- [TASKS TO CARRY OUT]:
[1] In the article about Chris Calcaterra, why are his plans uncertain as he takes over? Answer in one to three sentences.
[2] According to the article about Chris Calcaterra, when was he elected Cactus League president?
[3] The article about Chris Calcaterra has a paragraph beginning "The Major League Baseball spring training division." What are all the counts, dollar amounts and percentages that paragraph gives?

- [SOURCE TEXT]:
══════════════════════════════

Chris Calcaterra takes over with COVID keeping plans uncertain

Posted

Longtime city of Peoria employee Chris Calcaterra in the last week of June was elected Cactus League president.

The Major League Baseball spring training division features 15 teams spread Valley-wide over 10 complexes, including Peoria Sports Complex, 16101 N. 83rd Ave., which is home to both the San Diego Padres and Seattle Mariners. The 2018 Cactus League season generated an estimated economic impact of $644.2 million, as reported on cactusleague.com, which marked an 11 percent increase on the 2015 output estimate in real terms, according to a study by Arizona State University’s W.P. Carey School of Business.

“We’ve grown over the years here,” Mr. Calcaterra said June 29. “The Cactus League has been in the Valley forever, and one of the opportunities that we have now is that we’re recognized, if you will. We’re part of the Arizona economy.”

══════════════════════════════

- [DATASET CONTENT]:
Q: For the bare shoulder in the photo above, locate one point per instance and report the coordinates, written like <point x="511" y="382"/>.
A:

══════════════════════════════

- [ANSWERS GIVEN]:
[1] The headline says COVID is keeping plans uncertain as Calcaterra takes over.

[2] In the last week of June.

[3]
- 15 teams
- 10 complexes
- $644.2 million
- 11 percent